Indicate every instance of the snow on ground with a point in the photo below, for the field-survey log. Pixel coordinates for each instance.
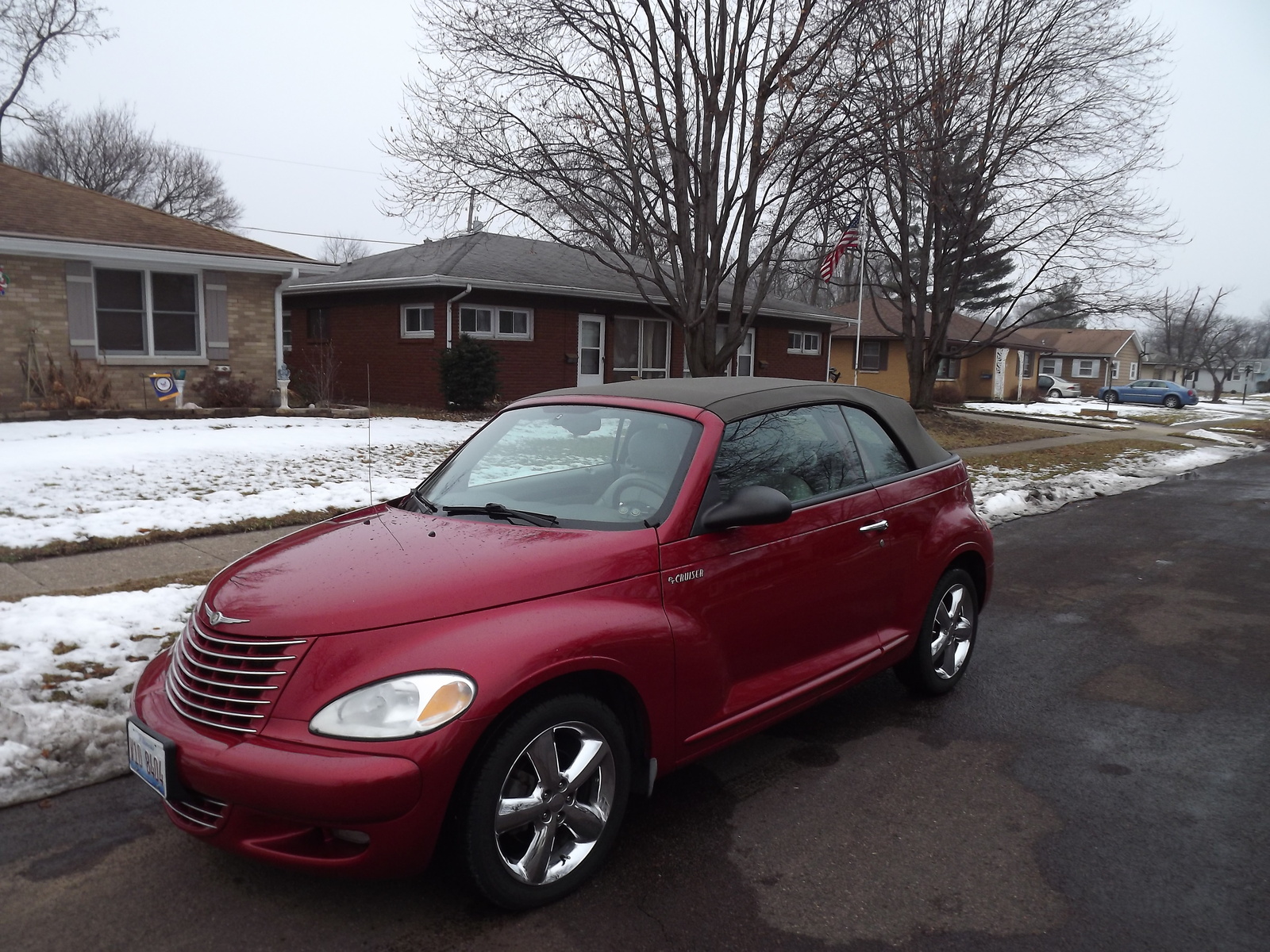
(67, 666)
(1003, 495)
(69, 480)
(1203, 412)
++++++++
## Exercise details
Pull every line of text from the listing above without changing a word, and leave the picture out.

## Output for this task
Indicate every instance of the snow on ground with a point in the photo below, for the field-survey log. Pixel coordinates for each instance.
(67, 666)
(1003, 495)
(69, 480)
(1203, 412)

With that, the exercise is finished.